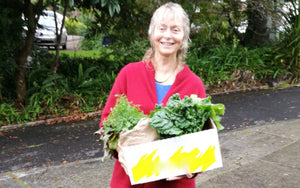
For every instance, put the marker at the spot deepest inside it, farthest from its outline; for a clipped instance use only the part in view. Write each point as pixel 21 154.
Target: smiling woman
pixel 152 81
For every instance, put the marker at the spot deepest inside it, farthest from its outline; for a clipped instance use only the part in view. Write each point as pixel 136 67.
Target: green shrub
pixel 74 27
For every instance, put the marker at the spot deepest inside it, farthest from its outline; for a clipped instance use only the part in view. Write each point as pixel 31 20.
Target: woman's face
pixel 168 36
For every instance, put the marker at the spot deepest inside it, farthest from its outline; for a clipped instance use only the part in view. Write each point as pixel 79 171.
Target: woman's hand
pixel 188 175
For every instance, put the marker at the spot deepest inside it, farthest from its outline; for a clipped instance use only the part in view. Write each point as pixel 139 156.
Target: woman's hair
pixel 179 14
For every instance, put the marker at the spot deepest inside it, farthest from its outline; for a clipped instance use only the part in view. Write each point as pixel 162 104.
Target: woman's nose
pixel 167 33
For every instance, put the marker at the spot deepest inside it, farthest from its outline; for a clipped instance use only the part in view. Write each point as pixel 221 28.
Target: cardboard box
pixel 171 157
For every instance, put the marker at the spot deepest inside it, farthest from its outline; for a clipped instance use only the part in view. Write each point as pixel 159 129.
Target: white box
pixel 161 159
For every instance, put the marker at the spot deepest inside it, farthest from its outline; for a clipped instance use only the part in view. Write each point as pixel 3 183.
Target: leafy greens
pixel 123 116
pixel 185 116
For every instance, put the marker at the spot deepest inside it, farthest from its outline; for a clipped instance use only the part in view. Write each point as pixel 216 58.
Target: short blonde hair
pixel 158 15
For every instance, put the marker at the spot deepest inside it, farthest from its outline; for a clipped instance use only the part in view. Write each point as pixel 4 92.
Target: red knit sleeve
pixel 119 87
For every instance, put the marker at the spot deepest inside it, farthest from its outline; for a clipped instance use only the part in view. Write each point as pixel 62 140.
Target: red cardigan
pixel 136 81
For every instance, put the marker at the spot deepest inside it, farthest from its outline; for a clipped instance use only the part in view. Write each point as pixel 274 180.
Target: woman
pixel 160 74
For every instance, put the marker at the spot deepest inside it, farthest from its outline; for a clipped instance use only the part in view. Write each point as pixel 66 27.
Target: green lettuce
pixel 185 116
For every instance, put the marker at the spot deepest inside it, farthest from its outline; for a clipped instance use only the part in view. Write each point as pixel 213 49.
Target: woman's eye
pixel 161 28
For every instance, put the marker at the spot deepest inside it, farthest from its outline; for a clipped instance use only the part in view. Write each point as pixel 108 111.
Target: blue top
pixel 161 91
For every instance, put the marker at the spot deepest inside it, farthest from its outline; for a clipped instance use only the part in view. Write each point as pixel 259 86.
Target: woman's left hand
pixel 188 175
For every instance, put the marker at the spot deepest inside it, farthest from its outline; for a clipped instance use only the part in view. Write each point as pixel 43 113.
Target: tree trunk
pixel 58 35
pixel 257 32
pixel 23 52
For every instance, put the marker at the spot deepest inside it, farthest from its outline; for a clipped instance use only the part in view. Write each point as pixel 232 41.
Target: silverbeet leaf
pixel 185 116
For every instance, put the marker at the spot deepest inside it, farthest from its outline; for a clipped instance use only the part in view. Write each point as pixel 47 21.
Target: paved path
pixel 260 148
pixel 263 156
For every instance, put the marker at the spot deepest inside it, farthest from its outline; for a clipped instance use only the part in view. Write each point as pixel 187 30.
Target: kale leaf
pixel 185 116
pixel 124 116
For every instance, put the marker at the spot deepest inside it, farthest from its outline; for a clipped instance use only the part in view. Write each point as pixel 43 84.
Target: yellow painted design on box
pixel 193 160
pixel 147 166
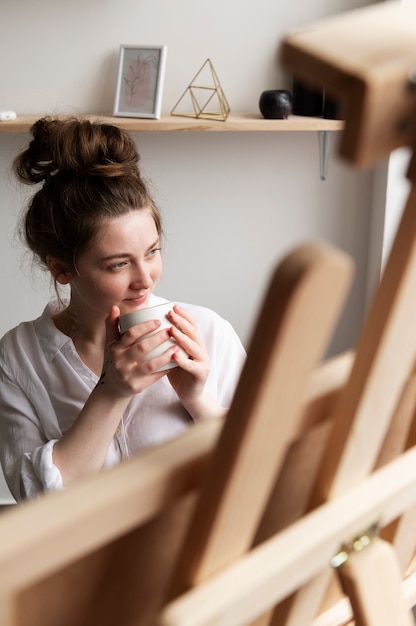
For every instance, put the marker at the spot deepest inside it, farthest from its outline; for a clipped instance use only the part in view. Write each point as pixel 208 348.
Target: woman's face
pixel 121 267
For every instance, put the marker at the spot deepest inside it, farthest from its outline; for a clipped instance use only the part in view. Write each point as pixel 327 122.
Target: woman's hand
pixel 190 377
pixel 126 370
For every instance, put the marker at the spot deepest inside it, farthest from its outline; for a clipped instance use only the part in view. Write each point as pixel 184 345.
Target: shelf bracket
pixel 324 141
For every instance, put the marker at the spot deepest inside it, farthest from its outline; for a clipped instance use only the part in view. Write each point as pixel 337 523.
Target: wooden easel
pixel 296 510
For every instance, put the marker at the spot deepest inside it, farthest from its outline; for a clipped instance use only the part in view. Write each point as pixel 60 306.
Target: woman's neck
pixel 88 338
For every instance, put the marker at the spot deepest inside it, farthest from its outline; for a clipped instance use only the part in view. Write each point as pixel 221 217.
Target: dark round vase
pixel 276 104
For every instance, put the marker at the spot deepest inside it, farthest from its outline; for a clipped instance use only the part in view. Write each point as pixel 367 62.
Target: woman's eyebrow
pixel 123 255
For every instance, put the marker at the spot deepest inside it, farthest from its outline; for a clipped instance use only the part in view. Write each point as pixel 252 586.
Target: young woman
pixel 75 396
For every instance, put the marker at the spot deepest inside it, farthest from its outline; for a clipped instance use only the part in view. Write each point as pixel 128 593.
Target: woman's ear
pixel 59 270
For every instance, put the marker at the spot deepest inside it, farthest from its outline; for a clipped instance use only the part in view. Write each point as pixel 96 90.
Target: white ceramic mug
pixel 158 312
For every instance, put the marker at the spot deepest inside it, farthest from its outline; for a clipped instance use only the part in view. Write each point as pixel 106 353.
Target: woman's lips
pixel 136 302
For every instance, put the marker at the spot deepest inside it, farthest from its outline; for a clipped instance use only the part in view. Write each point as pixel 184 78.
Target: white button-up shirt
pixel 44 385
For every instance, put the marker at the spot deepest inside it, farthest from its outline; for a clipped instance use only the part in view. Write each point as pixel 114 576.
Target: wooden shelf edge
pixel 236 122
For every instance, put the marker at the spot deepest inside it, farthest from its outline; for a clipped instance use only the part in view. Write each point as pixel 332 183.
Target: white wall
pixel 233 202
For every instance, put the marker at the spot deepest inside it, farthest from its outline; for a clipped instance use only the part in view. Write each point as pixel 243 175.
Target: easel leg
pixel 372 580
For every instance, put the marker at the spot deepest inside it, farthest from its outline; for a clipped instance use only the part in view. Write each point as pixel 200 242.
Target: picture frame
pixel 140 78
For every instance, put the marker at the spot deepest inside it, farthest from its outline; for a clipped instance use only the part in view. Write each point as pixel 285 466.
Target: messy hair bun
pixel 89 173
pixel 75 147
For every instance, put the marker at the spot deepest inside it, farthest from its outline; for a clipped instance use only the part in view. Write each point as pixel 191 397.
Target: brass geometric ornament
pixel 204 97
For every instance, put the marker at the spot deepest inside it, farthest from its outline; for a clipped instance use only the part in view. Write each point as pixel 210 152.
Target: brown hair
pixel 89 173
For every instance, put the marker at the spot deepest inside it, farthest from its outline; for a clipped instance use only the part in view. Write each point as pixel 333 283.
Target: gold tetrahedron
pixel 204 97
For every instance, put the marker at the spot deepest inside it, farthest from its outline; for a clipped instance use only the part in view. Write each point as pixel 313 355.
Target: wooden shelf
pixel 236 122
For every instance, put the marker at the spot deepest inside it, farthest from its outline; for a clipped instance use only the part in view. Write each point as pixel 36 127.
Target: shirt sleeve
pixel 38 473
pixel 26 454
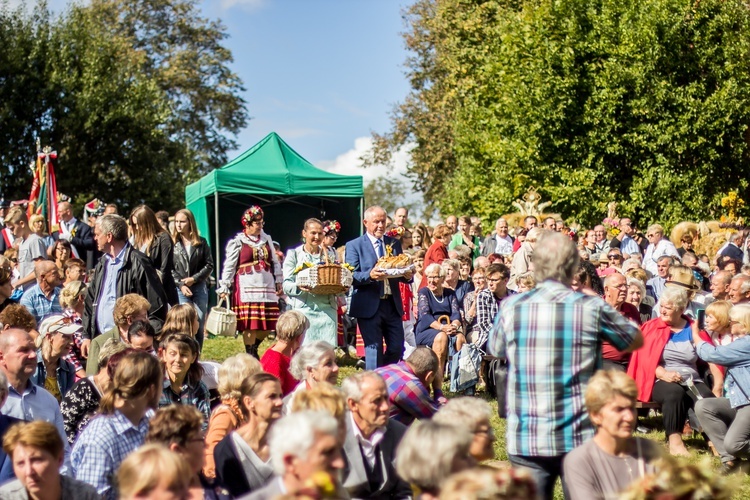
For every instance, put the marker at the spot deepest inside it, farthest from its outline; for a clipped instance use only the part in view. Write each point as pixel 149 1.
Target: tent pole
pixel 217 244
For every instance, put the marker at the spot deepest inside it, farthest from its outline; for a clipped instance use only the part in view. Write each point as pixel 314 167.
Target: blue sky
pixel 321 73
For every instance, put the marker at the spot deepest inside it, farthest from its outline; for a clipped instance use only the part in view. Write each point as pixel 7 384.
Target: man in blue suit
pixel 376 299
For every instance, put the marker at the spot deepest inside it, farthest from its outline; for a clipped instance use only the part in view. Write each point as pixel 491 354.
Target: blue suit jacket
pixel 366 293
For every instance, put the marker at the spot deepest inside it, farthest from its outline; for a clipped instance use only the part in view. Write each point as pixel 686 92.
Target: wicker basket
pixel 222 321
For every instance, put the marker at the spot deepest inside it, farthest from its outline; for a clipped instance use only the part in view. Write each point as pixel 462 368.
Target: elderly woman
pixel 36 451
pixel 726 421
pixel 243 456
pixel 462 237
pixel 320 310
pixel 228 416
pixel 438 251
pixel 312 364
pixel 252 270
pixel 290 333
pixel 613 459
pixel 665 369
pixel 472 414
pixel 636 293
pixel 439 317
pixel 430 452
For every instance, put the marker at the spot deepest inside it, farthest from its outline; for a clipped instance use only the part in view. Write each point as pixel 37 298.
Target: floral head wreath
pixel 251 214
pixel 331 226
pixel 396 231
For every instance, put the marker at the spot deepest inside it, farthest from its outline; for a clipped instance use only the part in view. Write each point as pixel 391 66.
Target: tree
pixel 644 103
pixel 137 98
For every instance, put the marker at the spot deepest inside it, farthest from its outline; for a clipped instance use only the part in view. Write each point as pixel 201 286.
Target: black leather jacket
pixel 198 266
pixel 137 275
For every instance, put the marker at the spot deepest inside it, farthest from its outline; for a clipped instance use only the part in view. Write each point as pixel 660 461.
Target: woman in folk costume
pixel 320 310
pixel 253 273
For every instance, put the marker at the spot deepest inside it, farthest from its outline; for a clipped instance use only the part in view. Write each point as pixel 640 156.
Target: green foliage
pixel 136 97
pixel 640 102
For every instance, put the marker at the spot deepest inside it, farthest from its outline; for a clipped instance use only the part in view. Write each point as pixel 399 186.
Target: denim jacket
pixel 736 357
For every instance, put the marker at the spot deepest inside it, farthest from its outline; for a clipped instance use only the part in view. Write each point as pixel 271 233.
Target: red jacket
pixel 643 362
pixel 436 254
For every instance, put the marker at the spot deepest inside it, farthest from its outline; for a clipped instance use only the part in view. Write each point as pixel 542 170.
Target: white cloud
pixel 349 163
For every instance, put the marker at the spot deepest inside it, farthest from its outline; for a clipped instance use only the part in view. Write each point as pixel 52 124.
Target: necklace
pixel 440 300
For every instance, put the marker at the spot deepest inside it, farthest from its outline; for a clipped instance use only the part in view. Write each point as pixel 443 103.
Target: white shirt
pixel 375 244
pixel 503 244
pixel 368 447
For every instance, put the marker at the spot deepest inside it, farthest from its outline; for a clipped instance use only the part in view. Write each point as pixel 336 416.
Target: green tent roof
pixel 273 168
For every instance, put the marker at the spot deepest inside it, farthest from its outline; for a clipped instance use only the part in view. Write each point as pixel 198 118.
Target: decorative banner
pixel 43 199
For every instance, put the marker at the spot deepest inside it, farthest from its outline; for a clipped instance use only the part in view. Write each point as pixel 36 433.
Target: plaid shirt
pixel 101 448
pixel 410 399
pixel 551 337
pixel 193 395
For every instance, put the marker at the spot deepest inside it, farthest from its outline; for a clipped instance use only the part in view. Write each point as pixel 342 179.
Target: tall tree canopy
pixel 136 96
pixel 644 102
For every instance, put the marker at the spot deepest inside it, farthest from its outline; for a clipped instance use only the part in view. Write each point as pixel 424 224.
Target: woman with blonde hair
pixel 182 318
pixel 192 265
pixel 243 457
pixel 154 471
pixel 149 237
pixel 228 416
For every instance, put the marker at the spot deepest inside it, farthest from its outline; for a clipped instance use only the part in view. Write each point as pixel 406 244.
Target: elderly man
pixel 615 293
pixel 302 445
pixel 655 285
pixel 408 385
pixel 658 246
pixel 120 271
pixel 27 401
pixel 500 242
pixel 564 328
pixel 402 214
pixel 43 299
pixel 739 289
pixel 371 440
pixel 624 239
pixel 128 309
pixel 522 259
pixel 376 299
pixel 720 286
pixel 30 250
pixel 76 232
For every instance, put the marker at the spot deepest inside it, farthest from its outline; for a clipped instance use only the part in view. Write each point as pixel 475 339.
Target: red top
pixel 643 363
pixel 608 350
pixel 436 254
pixel 277 365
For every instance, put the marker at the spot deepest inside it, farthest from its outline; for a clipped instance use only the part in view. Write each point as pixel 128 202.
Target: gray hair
pixel 676 296
pixel 352 385
pixel 465 411
pixel 427 451
pixel 308 356
pixel 371 211
pixel 435 267
pixel 555 257
pixel 294 435
pixel 639 284
pixel 115 225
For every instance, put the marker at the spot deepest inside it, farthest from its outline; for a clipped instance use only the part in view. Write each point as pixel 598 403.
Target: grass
pixel 220 348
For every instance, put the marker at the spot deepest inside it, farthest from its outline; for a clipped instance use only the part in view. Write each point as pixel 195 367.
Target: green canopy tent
pixel 288 188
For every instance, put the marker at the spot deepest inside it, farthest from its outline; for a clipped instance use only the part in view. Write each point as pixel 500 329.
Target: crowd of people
pixel 104 392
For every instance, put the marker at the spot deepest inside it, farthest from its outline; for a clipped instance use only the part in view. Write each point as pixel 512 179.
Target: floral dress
pixel 320 310
pixel 252 270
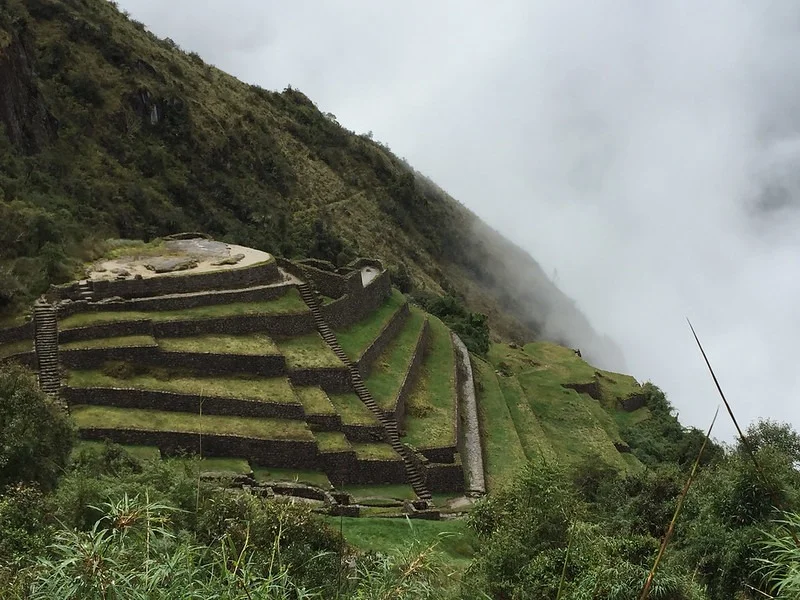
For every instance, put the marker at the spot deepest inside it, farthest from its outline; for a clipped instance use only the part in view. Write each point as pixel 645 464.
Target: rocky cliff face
pixel 23 113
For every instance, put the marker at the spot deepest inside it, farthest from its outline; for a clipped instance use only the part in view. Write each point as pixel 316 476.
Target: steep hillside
pixel 110 131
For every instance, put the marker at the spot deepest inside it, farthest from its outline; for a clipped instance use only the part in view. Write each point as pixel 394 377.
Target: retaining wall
pixel 445 477
pixel 442 454
pixel 177 301
pixel 271 453
pixel 326 422
pixel 326 282
pixel 103 330
pixel 378 471
pixel 18 333
pixel 633 402
pixel 364 433
pixel 359 303
pixel 289 267
pixel 288 324
pixel 343 468
pixel 412 374
pixel 385 337
pixel 177 283
pixel 333 380
pixel 189 403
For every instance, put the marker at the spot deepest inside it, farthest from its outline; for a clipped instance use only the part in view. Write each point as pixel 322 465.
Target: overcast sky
pixel 645 152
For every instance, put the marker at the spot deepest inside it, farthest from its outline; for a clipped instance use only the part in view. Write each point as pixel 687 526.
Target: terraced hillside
pixel 543 402
pixel 305 372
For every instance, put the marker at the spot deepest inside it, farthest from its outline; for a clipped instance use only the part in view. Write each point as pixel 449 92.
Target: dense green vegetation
pixel 430 409
pixel 73 522
pixel 114 133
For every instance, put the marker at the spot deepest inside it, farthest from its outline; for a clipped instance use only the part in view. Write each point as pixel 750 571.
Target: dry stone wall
pixel 177 301
pixel 445 477
pixel 289 324
pixel 26 359
pixel 356 305
pixel 413 373
pixel 442 454
pixel 104 330
pixel 385 337
pixel 469 439
pixel 326 282
pixel 189 403
pixel 294 454
pixel 364 433
pixel 18 333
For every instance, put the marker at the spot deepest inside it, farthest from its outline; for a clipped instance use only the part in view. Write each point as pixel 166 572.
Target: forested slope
pixel 110 131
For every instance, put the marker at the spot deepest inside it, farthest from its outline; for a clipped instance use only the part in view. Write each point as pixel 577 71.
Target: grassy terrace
pixel 357 338
pixel 431 405
pixel 290 302
pixel 401 491
pixel 375 451
pixel 275 389
pixel 307 351
pixel 16 348
pixel 535 442
pixel 451 537
pixel 256 344
pixel 107 417
pixel 314 400
pixel 332 441
pixel 124 341
pixel 317 478
pixel 229 466
pixel 138 452
pixel 352 410
pixel 556 422
pixel 392 365
pixel 502 449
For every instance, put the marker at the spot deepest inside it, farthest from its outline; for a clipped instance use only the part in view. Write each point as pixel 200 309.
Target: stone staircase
pixel 46 345
pixel 389 424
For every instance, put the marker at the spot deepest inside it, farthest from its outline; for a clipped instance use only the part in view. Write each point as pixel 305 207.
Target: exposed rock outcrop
pixel 23 112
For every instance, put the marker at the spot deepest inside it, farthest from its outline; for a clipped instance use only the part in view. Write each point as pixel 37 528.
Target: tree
pixel 36 434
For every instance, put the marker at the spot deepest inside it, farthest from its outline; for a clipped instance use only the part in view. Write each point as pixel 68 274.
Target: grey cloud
pixel 646 152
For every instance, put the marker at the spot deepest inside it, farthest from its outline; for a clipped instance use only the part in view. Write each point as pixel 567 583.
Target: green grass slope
pixel 112 132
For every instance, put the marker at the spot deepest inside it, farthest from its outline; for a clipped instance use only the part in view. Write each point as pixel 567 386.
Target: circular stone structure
pixel 198 255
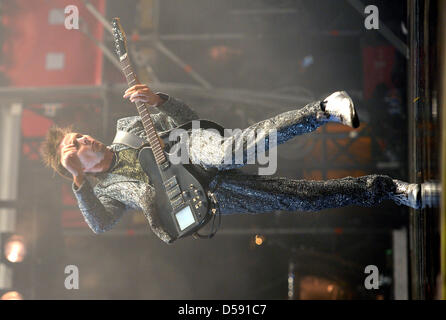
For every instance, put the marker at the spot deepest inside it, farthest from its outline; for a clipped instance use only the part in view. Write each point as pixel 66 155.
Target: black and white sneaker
pixel 417 196
pixel 339 107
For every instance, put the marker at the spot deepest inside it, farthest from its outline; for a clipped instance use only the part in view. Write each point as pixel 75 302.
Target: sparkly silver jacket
pixel 104 197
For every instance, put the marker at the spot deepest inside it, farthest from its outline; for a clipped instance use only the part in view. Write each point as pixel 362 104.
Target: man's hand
pixel 71 162
pixel 142 93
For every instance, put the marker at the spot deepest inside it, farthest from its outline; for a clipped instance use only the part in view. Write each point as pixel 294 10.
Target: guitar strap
pixel 129 139
pixel 133 141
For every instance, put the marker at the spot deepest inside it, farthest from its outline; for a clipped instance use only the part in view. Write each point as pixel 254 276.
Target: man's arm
pixel 174 108
pixel 102 213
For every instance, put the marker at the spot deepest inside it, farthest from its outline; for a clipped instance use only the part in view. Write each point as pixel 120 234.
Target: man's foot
pixel 415 195
pixel 338 107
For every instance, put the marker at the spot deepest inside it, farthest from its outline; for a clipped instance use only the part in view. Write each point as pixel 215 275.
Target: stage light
pixel 12 295
pixel 15 249
pixel 259 239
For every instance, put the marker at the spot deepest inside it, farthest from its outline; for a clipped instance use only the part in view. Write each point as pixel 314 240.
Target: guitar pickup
pixel 176 202
pixel 172 193
pixel 170 183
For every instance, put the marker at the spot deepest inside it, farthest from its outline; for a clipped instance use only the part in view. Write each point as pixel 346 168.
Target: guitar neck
pixel 149 127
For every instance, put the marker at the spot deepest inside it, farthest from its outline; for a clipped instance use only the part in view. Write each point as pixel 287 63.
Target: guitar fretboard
pixel 152 135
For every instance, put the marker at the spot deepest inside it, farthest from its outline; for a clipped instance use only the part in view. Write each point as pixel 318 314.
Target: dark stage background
pixel 255 59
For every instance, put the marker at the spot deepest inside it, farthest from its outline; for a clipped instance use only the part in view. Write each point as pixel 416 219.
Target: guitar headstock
pixel 120 39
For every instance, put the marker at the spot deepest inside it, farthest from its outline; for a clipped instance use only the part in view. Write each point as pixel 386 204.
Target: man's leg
pixel 209 151
pixel 242 193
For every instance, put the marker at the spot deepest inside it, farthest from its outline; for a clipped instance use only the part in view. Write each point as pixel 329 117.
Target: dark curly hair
pixel 50 150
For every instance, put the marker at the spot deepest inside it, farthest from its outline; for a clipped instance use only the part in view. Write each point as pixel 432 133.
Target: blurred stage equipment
pixel 10 124
pixel 15 249
pixel 11 295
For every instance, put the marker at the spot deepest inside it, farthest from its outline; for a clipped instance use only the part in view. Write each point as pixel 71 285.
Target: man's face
pixel 89 151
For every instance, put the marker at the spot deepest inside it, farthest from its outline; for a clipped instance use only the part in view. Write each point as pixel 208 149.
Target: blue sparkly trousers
pixel 237 192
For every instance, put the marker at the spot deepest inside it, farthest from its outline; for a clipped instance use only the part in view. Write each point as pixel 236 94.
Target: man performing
pixel 122 184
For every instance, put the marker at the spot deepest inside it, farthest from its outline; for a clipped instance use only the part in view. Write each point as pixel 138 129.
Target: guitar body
pixel 181 199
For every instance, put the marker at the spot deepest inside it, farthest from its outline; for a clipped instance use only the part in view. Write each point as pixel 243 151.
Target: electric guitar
pixel 182 202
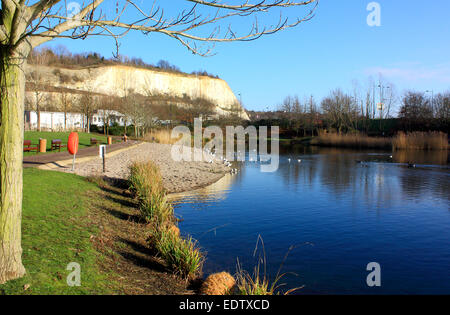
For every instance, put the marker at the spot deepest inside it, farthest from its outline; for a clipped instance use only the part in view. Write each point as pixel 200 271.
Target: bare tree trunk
pixel 11 156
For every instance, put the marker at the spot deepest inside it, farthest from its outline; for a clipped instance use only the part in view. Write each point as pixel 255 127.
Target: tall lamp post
pixel 381 105
pixel 432 99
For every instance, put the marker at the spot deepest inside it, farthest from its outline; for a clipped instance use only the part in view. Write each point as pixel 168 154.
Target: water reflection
pixel 354 206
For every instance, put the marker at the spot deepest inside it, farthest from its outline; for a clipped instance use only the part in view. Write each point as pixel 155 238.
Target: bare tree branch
pixel 46 19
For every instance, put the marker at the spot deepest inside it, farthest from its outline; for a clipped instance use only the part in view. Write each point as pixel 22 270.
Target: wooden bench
pixel 57 145
pixel 95 141
pixel 28 147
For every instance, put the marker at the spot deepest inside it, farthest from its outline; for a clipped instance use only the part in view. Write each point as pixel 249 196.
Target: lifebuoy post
pixel 72 146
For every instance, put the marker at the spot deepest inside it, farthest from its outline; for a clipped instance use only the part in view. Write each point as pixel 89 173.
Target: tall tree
pixel 26 24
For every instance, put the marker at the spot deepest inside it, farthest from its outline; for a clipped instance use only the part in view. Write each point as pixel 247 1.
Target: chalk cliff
pixel 117 79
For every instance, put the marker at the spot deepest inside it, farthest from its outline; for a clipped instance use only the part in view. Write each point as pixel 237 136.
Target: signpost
pixel 102 154
pixel 72 146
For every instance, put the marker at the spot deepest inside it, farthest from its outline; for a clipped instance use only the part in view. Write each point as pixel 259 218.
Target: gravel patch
pixel 177 176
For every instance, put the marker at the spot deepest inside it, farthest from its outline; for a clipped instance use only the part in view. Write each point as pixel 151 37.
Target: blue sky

··········

• What you should do
Within the listing above, print exactly the stretch beginning at the line that contains "pixel 210 152." and finishing at the line that contains "pixel 7 384.", ends kept, pictures left out, and nothing more.

• Problem solution
For every instance, put the marker at the spot deepest inside it, farthest from its outline; for a clipped instance use only the part in view. Write each point as pixel 210 152.
Target: brown hair
pixel 89 173
For every instance, put the marker at the spot deepest inside it, farthest from its outline; for a clipped instance use only the part in view. Write each point as pixel 333 283.
Target: gold tetrahedron
pixel 204 97
For every instance, put the marker at the spot deepest inside it, farthest from its outline; for a clipped instance use only the part in view. Write each point as pixel 313 355.
Target: wooden shelf
pixel 236 122
For every instance, put the marker at the spot deepest inside it, farthest from its outline; for a clipped instance use only the part in view. Write each point as pixel 36 127.
Target: shirt sleeve
pixel 38 473
pixel 26 454
For every instance, put the marker at the spot deepest inside it, farthest from its outline; for a clipped instance use only the part in view. Write each point as pixel 149 1.
Target: tent pole
pixel 217 244
For every instance, put the marker at the spot deepest inside it, farthest from its outline; for a clipped instance use only the part in view. Write each point as pixel 314 167.
Target: blue sky
pixel 321 73
For every instance, put the marker at the spot deepest inside it, farthest from its outline; for a clipped instance use only the part in view. Write each point as pixel 7 384.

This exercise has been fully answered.